_PASSAGE GIVEN_:
As the film shows, the photograph was successfully used to inspire courage in the war-weary American citizens. Many of them were unaware of the fact that the battle on Iwo Jima was still raging, but to them the image suggested triumph and the power of the will to succeed. The almost bankrupt American government used the Rosenthal photograph to promote war bonds and arranged bond tours with the three surviving soldiers who were supposedly in the photograph (9): John Bradley, Ira Hayes and Rene Gagnon (Jesse Bradford). Eastwood, by contrasting the battle scenes with the bond tours in America, reveals two different realities and illustrates what the aged John Bradley says in a voice-over at the beginning of the film: “Every jackass knows what war is, especially those who have never been in one.” During the bond tours in the film a dessert made of meringue is created which has the shape of Mount Suribachi, and the young men, instrumentalized by the military and by politicians, become heroes but do not enjoy their celebrity status (except for Rene Gagnon). How much they are haunted by their war experience is revealed through the editing. The three men are standing on a heap of earth surrounded by darkness, but the sound of detonations accompanying the sequence does not come from machine gun fire and is the sound of fireworks. Camera movement reveals that the Marines are standing on a small artificial hill in the middle of a stadium somewhere in the United States, where a burst of applause follows the firework explosions. Then, once again, we hear the cry “Corpsman!” John Bradley, framed in close-up, turns around to face the camera, as if listening to the sound of his memory. In the next sequence he is on Iwo Jima again, and this time the noise is that of a fierce battle. The editing effects in this scene and in many others in both films are smooth. They are almost imperceptible movements from one space to another, from one time to another, revealing that these two realities simply cannot be disconnected in the minds of the survivors (10).

_INFORMATION SUPPLIED_:
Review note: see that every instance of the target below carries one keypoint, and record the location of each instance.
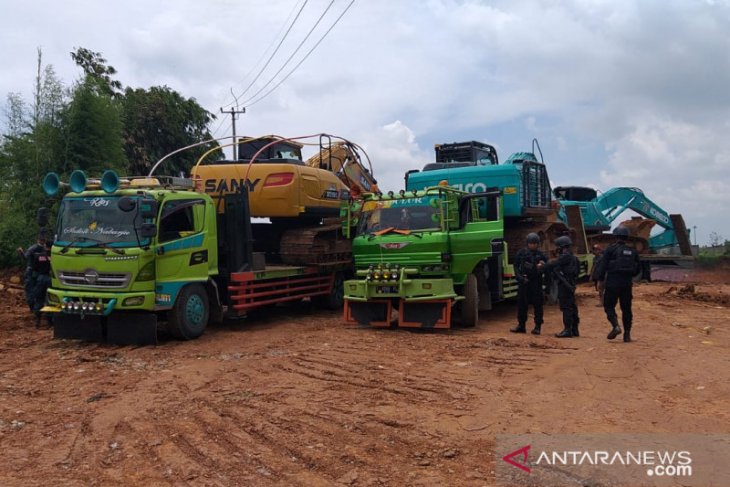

_DO THIS_:
Answer from the passage on Eastwood's Iwo Jima film:
(a) Which three surviving soldiers went on the bond tours?
(b) What is the meringue dessert shaped like?
(c) Where are the Marines actually standing when the detonations turn out to be fireworks?

_THE RESPONSE_:
(a) John Bradley, Ira Hayes and Rene Gagnon.
(b) Mount Suribachi.
(c) On a small artificial hill in the middle of a stadium somewhere in the United States.